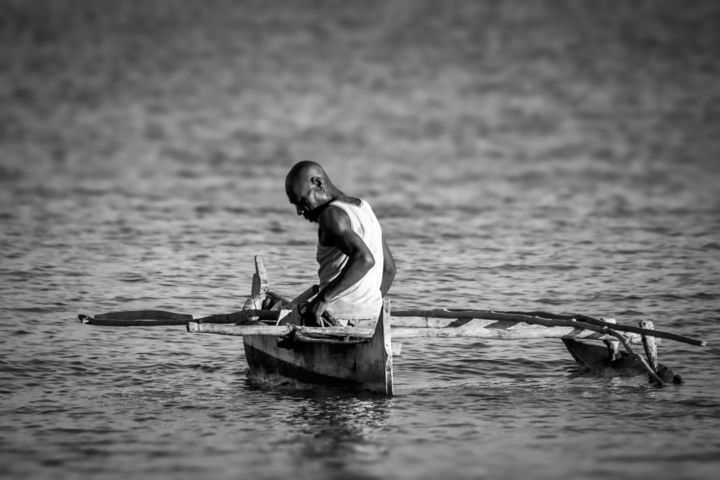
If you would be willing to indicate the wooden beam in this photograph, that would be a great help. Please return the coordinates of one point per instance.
(277, 330)
(580, 321)
(516, 332)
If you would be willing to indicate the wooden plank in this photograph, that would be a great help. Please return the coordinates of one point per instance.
(579, 321)
(144, 314)
(518, 332)
(649, 345)
(277, 330)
■ ■ ■ ■ ■
GIVEN REQUEST
Repeat all of the data above word for word, leaving out the pictures.

THE ANSWER
If you would be willing to indicate the wooden beam in this photograph, that would be a great help. Please return the coordinates of one point per instance.
(277, 330)
(580, 321)
(516, 332)
If you would be willing to indicate the wooden plank in this photograph, that would be a great help. Please return the coordinates of one point per instance.
(579, 321)
(144, 314)
(518, 332)
(649, 345)
(277, 330)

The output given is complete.